__What to do__:
Write out every entry exactly as it appears.

Information given below:

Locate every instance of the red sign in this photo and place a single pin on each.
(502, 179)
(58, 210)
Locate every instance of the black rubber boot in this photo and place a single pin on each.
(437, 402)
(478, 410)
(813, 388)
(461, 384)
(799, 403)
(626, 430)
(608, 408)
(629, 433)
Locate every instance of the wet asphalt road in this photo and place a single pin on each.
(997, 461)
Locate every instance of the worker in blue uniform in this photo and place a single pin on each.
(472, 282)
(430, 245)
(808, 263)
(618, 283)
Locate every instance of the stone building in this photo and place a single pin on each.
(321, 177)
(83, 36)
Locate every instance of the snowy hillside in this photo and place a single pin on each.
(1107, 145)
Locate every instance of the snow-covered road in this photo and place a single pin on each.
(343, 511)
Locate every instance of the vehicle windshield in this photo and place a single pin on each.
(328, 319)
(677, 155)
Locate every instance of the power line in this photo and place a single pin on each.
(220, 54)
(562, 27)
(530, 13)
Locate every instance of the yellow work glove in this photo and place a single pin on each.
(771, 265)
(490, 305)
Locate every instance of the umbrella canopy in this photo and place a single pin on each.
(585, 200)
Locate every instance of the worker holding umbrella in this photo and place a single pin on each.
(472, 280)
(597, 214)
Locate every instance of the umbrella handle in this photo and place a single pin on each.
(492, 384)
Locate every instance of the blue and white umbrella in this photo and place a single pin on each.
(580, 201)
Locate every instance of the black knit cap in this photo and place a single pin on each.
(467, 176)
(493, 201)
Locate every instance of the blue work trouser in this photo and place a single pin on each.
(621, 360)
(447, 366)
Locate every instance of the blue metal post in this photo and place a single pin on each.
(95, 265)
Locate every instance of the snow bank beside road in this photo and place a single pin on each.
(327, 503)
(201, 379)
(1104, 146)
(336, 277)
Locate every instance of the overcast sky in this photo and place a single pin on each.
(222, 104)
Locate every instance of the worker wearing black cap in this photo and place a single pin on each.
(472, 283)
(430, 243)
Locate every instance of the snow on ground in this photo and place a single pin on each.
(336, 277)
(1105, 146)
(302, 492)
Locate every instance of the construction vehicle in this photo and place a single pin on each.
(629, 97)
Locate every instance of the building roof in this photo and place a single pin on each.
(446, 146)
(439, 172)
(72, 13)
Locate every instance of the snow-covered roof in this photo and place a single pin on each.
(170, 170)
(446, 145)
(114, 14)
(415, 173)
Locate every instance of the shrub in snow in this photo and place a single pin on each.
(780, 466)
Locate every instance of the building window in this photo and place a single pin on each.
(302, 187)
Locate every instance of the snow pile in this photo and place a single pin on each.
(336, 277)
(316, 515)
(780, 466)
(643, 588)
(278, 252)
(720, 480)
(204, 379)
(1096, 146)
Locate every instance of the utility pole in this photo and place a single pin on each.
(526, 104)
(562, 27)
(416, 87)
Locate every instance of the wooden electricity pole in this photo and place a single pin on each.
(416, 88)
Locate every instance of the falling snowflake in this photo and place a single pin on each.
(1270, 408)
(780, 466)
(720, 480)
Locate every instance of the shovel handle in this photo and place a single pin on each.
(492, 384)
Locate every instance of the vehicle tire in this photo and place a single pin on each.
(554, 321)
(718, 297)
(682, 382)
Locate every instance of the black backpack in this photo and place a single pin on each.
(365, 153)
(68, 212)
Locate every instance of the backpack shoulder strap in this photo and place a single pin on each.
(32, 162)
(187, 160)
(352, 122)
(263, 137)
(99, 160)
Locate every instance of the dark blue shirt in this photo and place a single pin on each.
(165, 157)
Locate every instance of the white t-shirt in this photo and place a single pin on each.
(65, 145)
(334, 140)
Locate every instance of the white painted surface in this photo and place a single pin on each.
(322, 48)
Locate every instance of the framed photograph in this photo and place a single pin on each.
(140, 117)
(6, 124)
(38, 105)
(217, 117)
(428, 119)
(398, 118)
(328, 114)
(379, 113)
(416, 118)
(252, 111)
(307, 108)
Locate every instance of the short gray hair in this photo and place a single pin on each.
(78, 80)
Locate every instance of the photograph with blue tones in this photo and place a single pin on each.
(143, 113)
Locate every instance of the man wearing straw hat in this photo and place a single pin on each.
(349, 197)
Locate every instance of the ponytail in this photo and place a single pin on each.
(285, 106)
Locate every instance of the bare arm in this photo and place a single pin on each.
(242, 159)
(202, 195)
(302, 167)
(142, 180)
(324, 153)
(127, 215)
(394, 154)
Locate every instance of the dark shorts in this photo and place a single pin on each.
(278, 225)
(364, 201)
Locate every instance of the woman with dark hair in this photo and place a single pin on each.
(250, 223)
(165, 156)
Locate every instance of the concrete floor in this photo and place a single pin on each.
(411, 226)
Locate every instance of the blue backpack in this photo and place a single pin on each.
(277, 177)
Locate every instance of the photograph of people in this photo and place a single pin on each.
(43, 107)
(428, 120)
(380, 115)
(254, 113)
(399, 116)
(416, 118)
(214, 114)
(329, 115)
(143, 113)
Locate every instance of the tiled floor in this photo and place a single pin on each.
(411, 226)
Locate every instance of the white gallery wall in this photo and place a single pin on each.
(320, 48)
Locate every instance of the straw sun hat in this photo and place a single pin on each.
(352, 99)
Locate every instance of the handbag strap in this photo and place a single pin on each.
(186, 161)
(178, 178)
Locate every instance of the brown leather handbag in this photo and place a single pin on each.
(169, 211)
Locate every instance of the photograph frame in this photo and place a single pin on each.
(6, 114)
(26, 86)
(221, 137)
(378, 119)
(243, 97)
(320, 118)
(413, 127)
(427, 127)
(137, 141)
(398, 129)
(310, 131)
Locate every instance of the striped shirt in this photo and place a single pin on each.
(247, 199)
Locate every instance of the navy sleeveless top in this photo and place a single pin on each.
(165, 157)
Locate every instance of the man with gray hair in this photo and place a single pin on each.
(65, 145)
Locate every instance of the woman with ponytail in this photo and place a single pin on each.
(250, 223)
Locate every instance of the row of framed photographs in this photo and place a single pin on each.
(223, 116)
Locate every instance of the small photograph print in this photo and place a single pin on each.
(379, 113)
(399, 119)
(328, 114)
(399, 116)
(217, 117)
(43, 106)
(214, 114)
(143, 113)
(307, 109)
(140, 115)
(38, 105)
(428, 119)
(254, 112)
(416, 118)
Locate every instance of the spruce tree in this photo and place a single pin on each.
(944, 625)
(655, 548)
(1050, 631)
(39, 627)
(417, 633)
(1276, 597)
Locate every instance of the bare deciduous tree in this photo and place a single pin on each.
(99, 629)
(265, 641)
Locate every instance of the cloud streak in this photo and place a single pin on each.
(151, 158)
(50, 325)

End of Information given.

__Exercise result__:
Locate every instance of the red sign in this photo and place a single pin on each.
(502, 179)
(58, 210)
Locate every instance of the black rubber boot in this photo and place a single pin on each.
(437, 402)
(478, 410)
(813, 388)
(461, 384)
(799, 403)
(626, 430)
(608, 408)
(629, 433)
Locate every instance of the wet asphalt road in this photo and place a single pin on each.
(997, 461)
Locate every instance of the worker in blue uniform in this photo and place a single pin on each.
(472, 282)
(430, 245)
(808, 263)
(618, 283)
Locate every instance of the stone building in this photo and place a single pin on each.
(321, 177)
(83, 36)
Locate every instance of the snowy hillside in this photo and place a single pin on each.
(1107, 145)
Locate every instance of the snow-covered road in this photo and place a single pin on each.
(343, 511)
Locate every instance of the vehicle windshield in this photo and place a single pin on each.
(328, 319)
(677, 155)
Locate every instance of the power line in this photo and place a single pin on each.
(220, 54)
(562, 27)
(530, 13)
Locate every instance of the yellow work glove in this photo and place a single pin on each.
(771, 265)
(490, 305)
Locate every instance of the umbrella canopy in this photo and place a single pin on each.
(585, 200)
Locate every instance of the worker holding umbrella in this photo and place a single pin on each.
(472, 280)
(597, 214)
Locate every instance of the umbrella handle in this photo and place a single pin on each.
(492, 384)
Locate every instance of the blue and white umbrella in this photo and place a single pin on each.
(580, 201)
Locate every instance of the black knit cap in this photo and place a single pin on each.
(467, 176)
(493, 201)
Locate every instance of the blue work trouser in this photo and place a single pin on each.
(621, 360)
(447, 366)
Locate every instance of the blue metal post in this photo and place a single pin on each.
(95, 265)
Locate every instance of the snow bank beside road in this photo and place a single pin on each.
(327, 503)
(201, 379)
(1104, 146)
(336, 277)
Locate every instance of the overcast sky in this photo and place a single pin on each.
(222, 104)
Locate every instance of the worker wearing black cap in this photo and place a single pin on each.
(472, 283)
(430, 243)
Locate every instance of the snow on ground in this photo and place a single pin on each.
(336, 277)
(1105, 146)
(302, 492)
Locate every instance of the construction vehicle in this photo and place a single pin on each.
(629, 97)
Locate every instance of the building roof in this photo and place a single pin on each.
(446, 146)
(439, 172)
(72, 13)
Locate every instance of the snow-covered roof in this photo and place a single pin on each.
(170, 170)
(446, 145)
(114, 14)
(415, 173)
Locate every instance of the shrub in snow in this photo and place a single pin on each.
(780, 466)
Locate every instance of the building window in this photo and place a single pin on each.
(302, 187)
Locate every instance of the snow pile in this photo and place a single pin on each.
(336, 277)
(316, 515)
(780, 466)
(643, 588)
(278, 252)
(720, 480)
(204, 379)
(1096, 146)
Locate every instance of the utility pole in this photo and place a single pin on each.
(526, 104)
(562, 27)
(416, 87)
Locate every instance of the wooden electricity pole in this photo and place a single pin on each.
(416, 88)
Locate every instance of the falling snowflake in this photo and place a single pin on each.
(1270, 408)
(780, 466)
(720, 480)
Locate every instance of the shovel handle in this photo and place a single pin on each.
(492, 384)
Locate every instance of the vehicle tire in this photo and place a single pin on each.
(554, 321)
(718, 297)
(682, 382)
Locate every instance of the black backpack in this photo and place a single pin on each.
(365, 153)
(68, 212)
Locate every instance of the backpack shoulder strap in this photo and place a single pin on each.
(32, 162)
(187, 160)
(352, 122)
(263, 137)
(99, 160)
Locate every instance of the dark blue shirt in this photo and place a single pin on each.
(165, 157)
Locate every instance of the white t-shirt in this photo and place a single pin on each.
(65, 145)
(334, 140)
Locate every instance of the white painted surface in this photo and place a single pin on each.
(322, 48)
Locate every instance of the framed photograph in this photo and place a single pin on each.
(140, 117)
(6, 124)
(38, 105)
(217, 117)
(428, 119)
(398, 118)
(328, 114)
(379, 113)
(416, 118)
(252, 111)
(307, 108)
Locate every instance of the short gray hair in this photo and place a single pin on each.
(78, 80)
Locate every instance of the photograph with blue tones in this photo and place a single pin on each.
(143, 113)
Locate every instance of the man wearing straw hat in this photo and place a single pin on each.
(349, 197)
Locate every instance of the ponytail in this photo and place a single pin on each.
(285, 106)
Locate every instance of the bare arm in this photo and place a single pin on each.
(242, 159)
(202, 195)
(302, 167)
(142, 180)
(324, 153)
(127, 215)
(394, 154)
Locate every instance of the dark shorts in this photo and place a single pin on each.
(278, 225)
(364, 201)
Locate every instance of the woman with dark hair in this photo and place a single pin on each.
(250, 223)
(165, 156)
Locate every instance of the concrete floor in this photo and place a single pin on each.
(411, 226)
Locate every instance of the blue backpack in this photo and place a single pin on each.
(277, 177)
Locate every instance of the photograph of people in this photo and place a single pin on each.
(43, 107)
(428, 120)
(380, 115)
(254, 113)
(399, 116)
(416, 118)
(214, 114)
(329, 115)
(143, 113)
Locate every instance of the tiled floor in this photo and place a single pin on each.
(411, 226)
Locate every instance of the white gallery wall in this photo and place a single pin on each.
(320, 48)
Locate every instance of the straw sun hat in this photo and place a single pin on each.
(352, 99)
Locate every instance of the handbag strap in this photo and place a single pin on each.
(186, 161)
(178, 178)
Locate every instance of the brown leather handbag in this photo and place a single pin on each.
(169, 211)
Locate every instance of the photograph frame in this photo and place a single pin on each.
(6, 114)
(26, 86)
(221, 137)
(378, 119)
(243, 97)
(320, 118)
(413, 127)
(427, 127)
(137, 141)
(398, 129)
(310, 131)
Locate every instance of the striped shirt in this photo and place a single pin on each.
(247, 199)
Locate every instance of the navy sleeveless top in this photo and place a single pin on each.
(165, 157)
Locate every instance of the man with gray hair in this photo and place a single pin on each.
(65, 145)
Locate every instance of the woman with ponytail in this photo and place a single pin on each.
(250, 223)
Locate every instance of the row of framed photographs in this photo and place a single pin on each.
(223, 116)
Locate every instance of the small photograph print in this photo and place a single pin on each.
(379, 113)
(399, 119)
(328, 114)
(399, 116)
(217, 117)
(43, 106)
(214, 114)
(143, 113)
(307, 109)
(140, 115)
(38, 105)
(428, 119)
(254, 112)
(416, 118)
Locate every instance of the spruce tree in this photo and place a single pin on each.
(944, 625)
(655, 548)
(1050, 631)
(39, 627)
(417, 633)
(1276, 597)
Locate every instance of the bare deciduous tree in this photo and place a single pin on each.
(99, 629)
(265, 641)
Locate every instance of the cloud streak in this photo and place a single pin on each.
(151, 158)
(50, 325)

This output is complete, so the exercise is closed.